- _Prompt_
Any picture among the records should be left out, please; retype the rest exactly.

(Recorded information Opens)

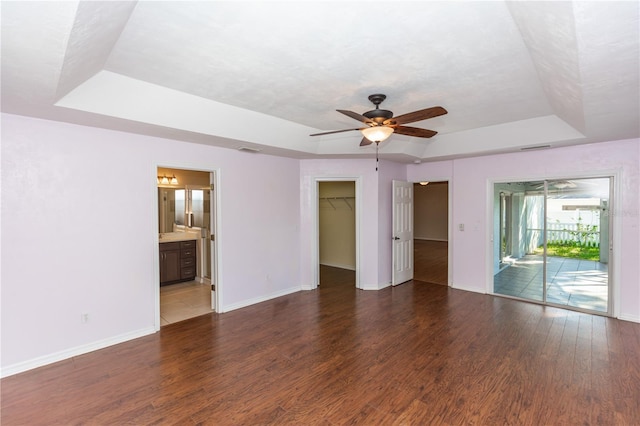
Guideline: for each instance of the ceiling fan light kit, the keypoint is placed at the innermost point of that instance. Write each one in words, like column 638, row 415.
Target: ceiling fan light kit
column 377, row 133
column 381, row 123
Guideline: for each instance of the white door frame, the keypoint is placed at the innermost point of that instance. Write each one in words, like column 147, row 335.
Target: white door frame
column 315, row 194
column 449, row 223
column 215, row 254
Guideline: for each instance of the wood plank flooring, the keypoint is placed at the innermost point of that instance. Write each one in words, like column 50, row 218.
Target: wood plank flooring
column 416, row 354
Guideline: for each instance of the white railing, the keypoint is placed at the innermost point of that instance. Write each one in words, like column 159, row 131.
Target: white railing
column 563, row 233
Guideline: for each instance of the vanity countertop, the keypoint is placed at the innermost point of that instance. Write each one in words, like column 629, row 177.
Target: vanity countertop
column 176, row 236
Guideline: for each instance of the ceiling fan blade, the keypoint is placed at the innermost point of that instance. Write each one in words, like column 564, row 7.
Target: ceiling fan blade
column 420, row 115
column 355, row 116
column 414, row 131
column 333, row 131
column 365, row 142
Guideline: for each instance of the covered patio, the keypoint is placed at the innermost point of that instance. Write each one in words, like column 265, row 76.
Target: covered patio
column 576, row 283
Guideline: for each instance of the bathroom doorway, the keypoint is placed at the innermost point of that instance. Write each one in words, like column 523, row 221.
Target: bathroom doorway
column 186, row 221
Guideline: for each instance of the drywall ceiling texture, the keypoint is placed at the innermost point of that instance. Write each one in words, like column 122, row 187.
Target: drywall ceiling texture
column 265, row 75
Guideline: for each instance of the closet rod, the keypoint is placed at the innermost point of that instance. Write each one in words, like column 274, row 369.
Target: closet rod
column 328, row 199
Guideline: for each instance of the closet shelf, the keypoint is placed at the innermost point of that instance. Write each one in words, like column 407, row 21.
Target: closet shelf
column 345, row 199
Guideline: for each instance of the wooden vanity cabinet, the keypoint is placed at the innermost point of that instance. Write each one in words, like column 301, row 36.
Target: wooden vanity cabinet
column 177, row 261
column 188, row 260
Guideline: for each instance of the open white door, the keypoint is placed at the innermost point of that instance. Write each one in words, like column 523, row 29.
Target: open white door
column 402, row 218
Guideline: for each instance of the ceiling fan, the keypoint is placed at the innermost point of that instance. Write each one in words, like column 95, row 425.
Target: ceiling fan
column 381, row 123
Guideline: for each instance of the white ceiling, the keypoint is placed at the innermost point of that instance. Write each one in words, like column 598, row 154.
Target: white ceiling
column 266, row 74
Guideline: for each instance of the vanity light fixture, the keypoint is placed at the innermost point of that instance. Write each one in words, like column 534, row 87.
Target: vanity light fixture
column 164, row 180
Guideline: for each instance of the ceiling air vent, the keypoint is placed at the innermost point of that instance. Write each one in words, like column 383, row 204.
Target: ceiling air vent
column 248, row 149
column 533, row 148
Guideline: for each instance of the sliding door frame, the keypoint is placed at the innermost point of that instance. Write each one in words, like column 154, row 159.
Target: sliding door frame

(Recorded information Closes)

- _Finished task_
Guideline: for each instance of the ceiling fan light kit, the keypoint is placed at the innermost point of that instance. Write each one in words, like column 638, row 415.
Target: ceiling fan light kit
column 377, row 133
column 381, row 123
Guideline: for each instance of the white door frame, the keypoint is placed at the innermost point of that instance. Write each one in words, like column 147, row 335.
Target: white door frame
column 315, row 194
column 449, row 223
column 215, row 254
Guideline: for each instance of the wood plank flooring, the keypoint is placed at the innermost point of that instance. Write each one in words, like column 50, row 218.
Target: wood plank flooring
column 416, row 354
Guideline: for each instance of the white railing, the keypoint is placed at the innermost point of that instance. Write each one in words, like column 159, row 131.
Target: white railing
column 563, row 233
Guideline: for each instance of the vanity countertop, the keypoint is placed at the innermost point of that instance. Write each one in words, like column 629, row 177.
Target: vanity countertop
column 176, row 236
Guideline: for each instance of the ceiling fan blade, the keypoint is placed at the innermost point of that instance. Write each one in words, like column 564, row 7.
Target: ceiling fan blade
column 420, row 115
column 355, row 116
column 414, row 131
column 333, row 131
column 365, row 142
Guideline: for each instance of the covered patio, the keypoint is placed at the innermost point of that instance. Write each one in words, like column 265, row 76.
Target: covered patio
column 576, row 283
Guideline: for each instance of the bathroom doorway, the keypoint is placed at the innermost point of that instance. Write each one in words, like column 523, row 221.
Target: bathroom doorway
column 186, row 221
Guideline: for each instance of the drywall ceiling texture, the keypoint is placed at the innermost point of that instance. Write each one in words, like column 122, row 187.
Target: drywall ceiling texture
column 265, row 75
Guideline: for each instance of the closet rod, the keypoint is placed at the innermost point of that instance. Write each one in words, like column 274, row 369.
Target: closet rod
column 328, row 199
Guideline: for each instance of the closet shelf, the keypoint is placed at the innermost point of that instance. Write each one in words, like column 407, row 21.
Target: closet shelf
column 345, row 199
Guideline: for each instance of the wooden vanity cabinet, the keypoint is placed at the innermost point of that instance. Write each one in words, like column 301, row 36.
Target: wooden vanity cabinet
column 177, row 261
column 188, row 260
Guideline: for each instance of the open white door, the keypoint is placed at the innermost point of that instance. Write each one in words, like column 523, row 29.
Target: open white door
column 402, row 218
Guideline: for each instance of the ceiling fan, the keypoint is placed at the innermost point of that instance. Write each one in words, like column 95, row 425.
Target: ceiling fan
column 381, row 123
Guideline: for each instance of the white ceiling, the keypoint is placed at the innermost point of that instance. Write each one in words, like column 598, row 154.
Target: white ceiling
column 266, row 74
Guideline: for each instance of the vanity light fixture, the keypoint is placed at the innermost point of that instance. Write each one in words, like column 534, row 87.
Target: vanity light fixture
column 164, row 180
Guideline: for each instance of the ceiling air vent, the keypoint is placed at the innermost point of that instance. Write each one in words, like column 383, row 204.
Target: ceiling air vent
column 248, row 149
column 533, row 148
Guideline: for each instance of the sliding door frame, the keypoint is placed at the innermost point of that instance. Write each one in words, like column 154, row 159.
Target: sliding door frame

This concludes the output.